## [WHAT YOU SHOULD DO]
In the passage about childbirth, at what point did the writer agree to let the doctor induce labor?

## [EXERCISE PASSAGE]

Eight years ago I made a compromise. I'm not usually one for compromises -- a bit too stubborn to give in -- but motherhood changes that in you, sometimes. I tend to lean towards the belief that God made a woman's body with the innate knowledge of how to grow a child, and that that child would come when she was good and ready and not a minute sooner. But as the days between 'now' and my due date dwindled, the doctor became more nervous. He told me tales of awful things that happened when a baby breathes in the meconium, and the risks I was taking to let nature proceed uninhibited.
I told him that if she had not come on her own by the day of 40 weeks, I would allow him to induce me. Fear must be tempered by wisdom, should it not? A balance. A pendulum, swung just enough and not too far. I gave her as much of a chance as I felt I could safely do to do this thing called birth. I felt a peace that cannot be explained. I just knew she would cooperate. But if I were wrong, I knew I would never forgive myself for letting pride overrun caution.

## [EXCERPTED DATA]
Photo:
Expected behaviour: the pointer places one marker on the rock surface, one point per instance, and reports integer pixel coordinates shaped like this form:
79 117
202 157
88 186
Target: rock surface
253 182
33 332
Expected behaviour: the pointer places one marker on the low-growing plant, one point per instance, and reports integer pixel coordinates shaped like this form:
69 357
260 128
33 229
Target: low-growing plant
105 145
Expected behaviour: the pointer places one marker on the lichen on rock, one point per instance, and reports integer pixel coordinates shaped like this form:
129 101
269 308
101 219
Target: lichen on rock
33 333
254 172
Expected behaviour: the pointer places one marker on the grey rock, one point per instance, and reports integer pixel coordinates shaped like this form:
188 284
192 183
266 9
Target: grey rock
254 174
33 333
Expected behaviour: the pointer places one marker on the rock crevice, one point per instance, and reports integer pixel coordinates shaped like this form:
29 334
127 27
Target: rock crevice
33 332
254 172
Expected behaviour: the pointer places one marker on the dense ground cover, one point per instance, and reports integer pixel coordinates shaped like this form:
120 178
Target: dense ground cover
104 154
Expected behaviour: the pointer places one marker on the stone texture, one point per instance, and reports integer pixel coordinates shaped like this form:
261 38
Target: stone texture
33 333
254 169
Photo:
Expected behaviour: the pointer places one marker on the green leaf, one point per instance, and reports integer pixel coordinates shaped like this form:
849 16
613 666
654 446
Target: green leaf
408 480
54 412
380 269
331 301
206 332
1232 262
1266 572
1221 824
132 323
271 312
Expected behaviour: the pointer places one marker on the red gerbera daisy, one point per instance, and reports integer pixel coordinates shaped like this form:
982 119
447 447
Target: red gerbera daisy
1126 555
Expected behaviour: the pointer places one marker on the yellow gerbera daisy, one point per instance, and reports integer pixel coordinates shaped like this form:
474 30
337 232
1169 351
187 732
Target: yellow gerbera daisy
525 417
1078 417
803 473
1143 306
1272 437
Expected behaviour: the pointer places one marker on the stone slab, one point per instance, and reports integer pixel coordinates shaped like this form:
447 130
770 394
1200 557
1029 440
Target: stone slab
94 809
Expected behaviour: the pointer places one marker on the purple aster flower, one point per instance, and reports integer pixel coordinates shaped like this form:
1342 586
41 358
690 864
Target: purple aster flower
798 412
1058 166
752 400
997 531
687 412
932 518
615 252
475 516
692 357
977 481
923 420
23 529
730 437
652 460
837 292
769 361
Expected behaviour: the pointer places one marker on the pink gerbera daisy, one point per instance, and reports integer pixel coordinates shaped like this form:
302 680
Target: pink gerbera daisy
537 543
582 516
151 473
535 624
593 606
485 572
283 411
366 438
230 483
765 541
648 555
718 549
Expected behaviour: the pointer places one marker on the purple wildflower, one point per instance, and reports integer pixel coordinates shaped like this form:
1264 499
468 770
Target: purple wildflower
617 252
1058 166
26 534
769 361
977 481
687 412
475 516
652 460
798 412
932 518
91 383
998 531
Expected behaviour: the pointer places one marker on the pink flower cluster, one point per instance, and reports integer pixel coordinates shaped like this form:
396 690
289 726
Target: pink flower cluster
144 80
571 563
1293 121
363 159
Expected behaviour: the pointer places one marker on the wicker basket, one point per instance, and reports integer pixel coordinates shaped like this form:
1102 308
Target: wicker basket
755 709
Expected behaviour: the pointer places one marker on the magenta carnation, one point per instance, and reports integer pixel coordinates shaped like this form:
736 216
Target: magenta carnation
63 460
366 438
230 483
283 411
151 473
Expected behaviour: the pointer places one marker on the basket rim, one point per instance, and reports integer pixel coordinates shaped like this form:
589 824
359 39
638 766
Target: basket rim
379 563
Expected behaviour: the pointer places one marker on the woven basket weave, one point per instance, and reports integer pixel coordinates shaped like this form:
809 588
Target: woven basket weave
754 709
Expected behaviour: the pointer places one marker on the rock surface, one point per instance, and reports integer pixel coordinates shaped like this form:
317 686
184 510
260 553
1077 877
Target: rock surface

## [SOLVED EXERCISE]
If the baby had not come on her own by the day of 40 weeks.